— QUOTED PASSAGE —
_ _ _ _
Othman now steers his
son into the cafeteria in his wheelchair. He is a broken young man: His
right hand hangs down limply, paralyzed; a big scar, now mostly covered
by curly hair, slices across his head from front to back; and on the
left side of his head there are signs of two holes – one entry wound,
one exit wound – that have healed. His speech is slurred and somewhat
slow, his mouth is drooping and slightly twisted, his memory
occasionally fails. His father says that he is not able to recognize all
his visitors.
At the first sight of this
young, crippled man, the full implications of the harrowing term “to
neutralize” – often used by the Israeli media to describe the results of
actions by security forces against Palestinians, in attacks or
demonstrations – become devastatingly clear. Yet even so, his condition
is relatively good: Things could have ended differently, and far worse,
for him.
Mohammed relates that after
buying some things for his store, he was on his way back to Bir Zeit to
try to sign up for a pre-university preparatory course, when he
encountered the demonstration. He says he became trapped there, but we
can be excused for doubting that, and thinking he went intending to join
the protesters.
_ _ _ _
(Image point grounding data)
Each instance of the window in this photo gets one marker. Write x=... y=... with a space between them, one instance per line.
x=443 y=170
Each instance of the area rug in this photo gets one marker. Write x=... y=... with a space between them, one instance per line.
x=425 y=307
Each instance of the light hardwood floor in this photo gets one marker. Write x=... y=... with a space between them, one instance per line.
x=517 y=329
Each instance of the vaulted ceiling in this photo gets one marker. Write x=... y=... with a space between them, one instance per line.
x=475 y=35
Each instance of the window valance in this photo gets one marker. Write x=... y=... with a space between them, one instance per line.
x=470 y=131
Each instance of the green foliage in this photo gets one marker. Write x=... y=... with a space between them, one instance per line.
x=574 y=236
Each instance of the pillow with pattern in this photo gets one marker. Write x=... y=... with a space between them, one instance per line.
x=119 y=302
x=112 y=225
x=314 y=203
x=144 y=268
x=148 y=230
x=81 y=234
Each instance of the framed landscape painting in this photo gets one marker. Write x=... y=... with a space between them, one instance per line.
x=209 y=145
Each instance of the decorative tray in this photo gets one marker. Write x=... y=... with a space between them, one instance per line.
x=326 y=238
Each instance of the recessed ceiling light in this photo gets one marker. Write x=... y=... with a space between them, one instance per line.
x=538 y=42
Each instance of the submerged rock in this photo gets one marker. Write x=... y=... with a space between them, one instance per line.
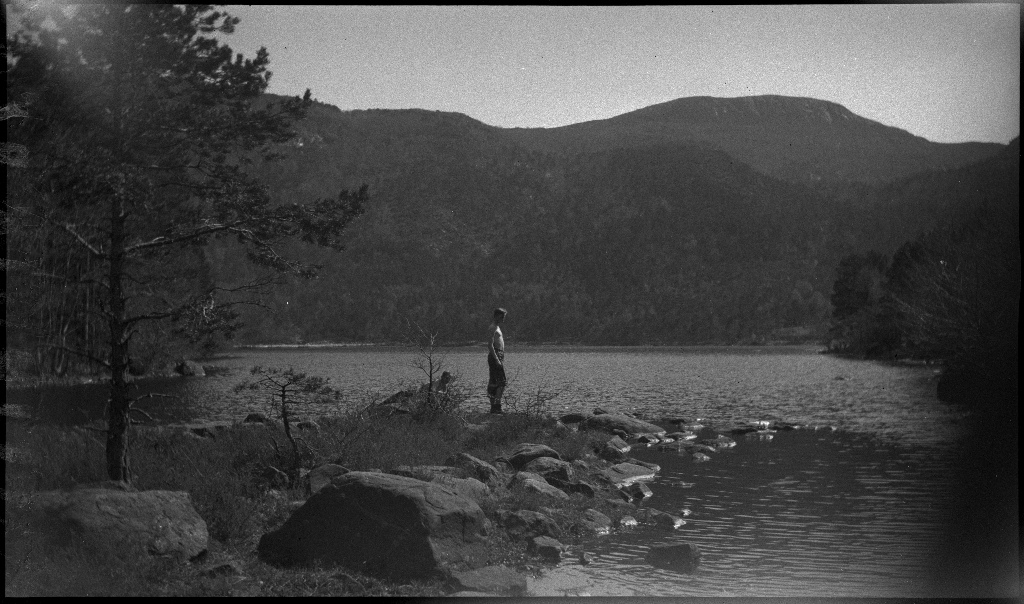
x=683 y=557
x=637 y=490
x=623 y=474
x=549 y=549
x=719 y=441
x=594 y=522
x=611 y=422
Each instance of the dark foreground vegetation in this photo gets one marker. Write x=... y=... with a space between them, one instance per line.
x=231 y=481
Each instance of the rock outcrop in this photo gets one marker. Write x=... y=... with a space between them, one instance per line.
x=611 y=422
x=384 y=525
x=153 y=522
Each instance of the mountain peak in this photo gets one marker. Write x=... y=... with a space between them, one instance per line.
x=739 y=110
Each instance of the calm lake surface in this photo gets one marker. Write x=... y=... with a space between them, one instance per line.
x=858 y=507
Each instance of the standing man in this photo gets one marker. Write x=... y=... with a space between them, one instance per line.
x=496 y=361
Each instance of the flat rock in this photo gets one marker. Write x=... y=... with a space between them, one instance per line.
x=549 y=468
x=542 y=486
x=594 y=522
x=321 y=476
x=547 y=548
x=611 y=422
x=623 y=474
x=384 y=525
x=572 y=418
x=527 y=524
x=719 y=441
x=694 y=448
x=476 y=468
x=492 y=579
x=609 y=453
x=153 y=522
x=572 y=486
x=525 y=453
x=637 y=490
x=620 y=444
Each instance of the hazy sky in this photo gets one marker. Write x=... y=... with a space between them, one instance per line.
_ _ _ _
— ACTIVITIES —
(A) In the account of Mohammed's injury, rewrite the stretch from "At the first" through "the protesters.", replacing "protesters" with "demonstrators".
(B) According to the account of Mohammed's injury, what was Mohammed on his way back to Bir Zeit to do when he encountered the demonstration?
None of the work here requires the listing.

— SET OF ANSWERS —
(A)
At the first sight of this
young, crippled man, the full implications of the harrowing term “to
neutralize” – often used by the Israeli media to describe the results of
actions by security forces against Palestinians, in attacks or
demonstrations – become devastatingly clear. Yet even so, his condition
is relatively good: Things could have ended differently, and far worse,
for him.
Mohammed relates that after
buying some things for his store, he was on his way back to Bir Zeit to
try to sign up for a pre-university preparatory course, when he
encountered the demonstration. He says he became trapped there, but we
can be excused for doubting that, and thinking he went intending to join
the demonstrators.

(B) To try to sign up for a pre-university preparatory course.